[INSTRUCTIONS FOR THE TASK]: Render the listing below as a numbered list, leaving out any blank lines.

-------------------------

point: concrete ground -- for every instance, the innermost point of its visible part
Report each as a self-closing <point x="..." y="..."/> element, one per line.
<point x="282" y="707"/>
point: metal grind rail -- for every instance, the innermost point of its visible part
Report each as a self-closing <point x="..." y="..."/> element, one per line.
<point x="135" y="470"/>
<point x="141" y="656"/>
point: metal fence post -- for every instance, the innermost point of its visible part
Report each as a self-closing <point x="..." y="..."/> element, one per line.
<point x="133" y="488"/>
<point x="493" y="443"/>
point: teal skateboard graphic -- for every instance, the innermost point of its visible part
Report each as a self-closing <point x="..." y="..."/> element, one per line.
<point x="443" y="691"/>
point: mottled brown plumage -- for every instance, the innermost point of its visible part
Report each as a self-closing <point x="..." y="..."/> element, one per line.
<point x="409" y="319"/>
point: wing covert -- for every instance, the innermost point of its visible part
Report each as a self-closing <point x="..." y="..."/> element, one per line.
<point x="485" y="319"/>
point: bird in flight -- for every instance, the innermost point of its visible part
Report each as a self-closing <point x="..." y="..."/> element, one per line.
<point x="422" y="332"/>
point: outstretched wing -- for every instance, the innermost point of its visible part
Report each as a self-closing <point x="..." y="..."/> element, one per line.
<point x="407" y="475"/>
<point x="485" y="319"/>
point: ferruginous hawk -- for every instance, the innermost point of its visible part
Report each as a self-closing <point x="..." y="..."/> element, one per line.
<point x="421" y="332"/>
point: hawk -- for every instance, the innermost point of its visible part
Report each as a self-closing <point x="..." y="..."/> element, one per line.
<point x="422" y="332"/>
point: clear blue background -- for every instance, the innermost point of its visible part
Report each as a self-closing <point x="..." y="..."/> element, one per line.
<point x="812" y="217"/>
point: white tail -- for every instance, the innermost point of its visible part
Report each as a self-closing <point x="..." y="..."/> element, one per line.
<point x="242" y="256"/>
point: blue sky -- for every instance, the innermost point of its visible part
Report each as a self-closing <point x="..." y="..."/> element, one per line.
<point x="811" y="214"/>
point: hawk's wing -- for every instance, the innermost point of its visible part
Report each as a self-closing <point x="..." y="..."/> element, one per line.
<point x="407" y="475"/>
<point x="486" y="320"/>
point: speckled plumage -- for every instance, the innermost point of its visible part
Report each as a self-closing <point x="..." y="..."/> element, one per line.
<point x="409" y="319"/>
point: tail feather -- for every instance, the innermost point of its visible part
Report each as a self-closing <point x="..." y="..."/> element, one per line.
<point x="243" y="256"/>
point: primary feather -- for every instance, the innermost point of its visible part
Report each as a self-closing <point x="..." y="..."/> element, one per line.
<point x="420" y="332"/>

-------------------------

[WRITTEN SOLUTION]:
1. point: concrete ground -- for every instance, the innermost point of its visible part
2. Report each as a self-closing <point x="..." y="..."/> element, one per line.
3. <point x="282" y="707"/>
4. point: metal grind rail -- for every instance, the innermost point of its visible part
5. Report each as a self-closing <point x="..." y="..."/> element, one per line.
6. <point x="135" y="470"/>
7. <point x="141" y="656"/>
8. point: metal fence post -- for every instance, the innermost point of its visible part
9. Report each as a self-closing <point x="..." y="..."/> element, one per line.
10. <point x="133" y="488"/>
11. <point x="493" y="443"/>
12. point: teal skateboard graphic -- for every instance, the innermost point of its visible part
13. Report each as a self-closing <point x="..." y="..."/> element, one per line.
14. <point x="443" y="691"/>
15. point: mottled brown plumage -- for every instance, the innermost point of its visible part
16. Report each as a self-closing <point x="..." y="..."/> element, one per line.
17. <point x="409" y="319"/>
18. point: wing covert -- for every instance, the innermost point of its visible part
19. Report each as a self-closing <point x="..." y="..."/> element, one per line.
20. <point x="485" y="319"/>
21. point: bird in flight -- for every instance, the innermost point of its visible part
22. Report each as a self-closing <point x="..." y="..."/> element, one per line.
23. <point x="422" y="332"/>
24. point: outstretched wing -- for every instance, the innermost point of its visible part
25. Report each as a self-closing <point x="..." y="..."/> element, one per line.
26. <point x="407" y="475"/>
27. <point x="485" y="319"/>
28. point: ferruginous hawk -- for every instance, the innermost point of its visible part
29. Report each as a self-closing <point x="..." y="..."/> element, one per line.
30. <point x="421" y="332"/>
31. point: hawk -- for every instance, the innermost point of its visible part
32. Report each as a self-closing <point x="..." y="..."/> element, one per line.
33. <point x="422" y="332"/>
34. point: clear blue background -- for every instance, the innermost point of its visible part
35. Report each as a self-closing <point x="..." y="..."/> element, one per line.
36. <point x="812" y="217"/>
37. point: white tail -- for every instance, the innermost point of its visible part
38. Report each as a self-closing <point x="..." y="..."/> element, one per line.
39. <point x="242" y="256"/>
40. point: blue sky -- for every instance, the innermost point of its visible part
41. Report each as a self-closing <point x="..." y="..."/> element, one per line.
42. <point x="811" y="214"/>
43. point: hawk's wing -- for every instance, the innermost point of its visible part
44. Report each as a self-closing <point x="..." y="..."/> element, one per line.
45. <point x="407" y="475"/>
46. <point x="486" y="320"/>
47. point: speckled plumage -- for every instance, the innermost point of its visible part
48. Report each as a self-closing <point x="..." y="..."/> element, one per line.
49. <point x="409" y="319"/>
50. point: tail feather -- for every instance, the innermost point of its visible part
51. Report each as a self-closing <point x="..." y="..."/> element, one per line.
52. <point x="243" y="256"/>
53. point: primary feather -- for every instance, the innermost point of its visible part
54. Report each as a self-closing <point x="..." y="..."/> element, one per line.
55. <point x="420" y="332"/>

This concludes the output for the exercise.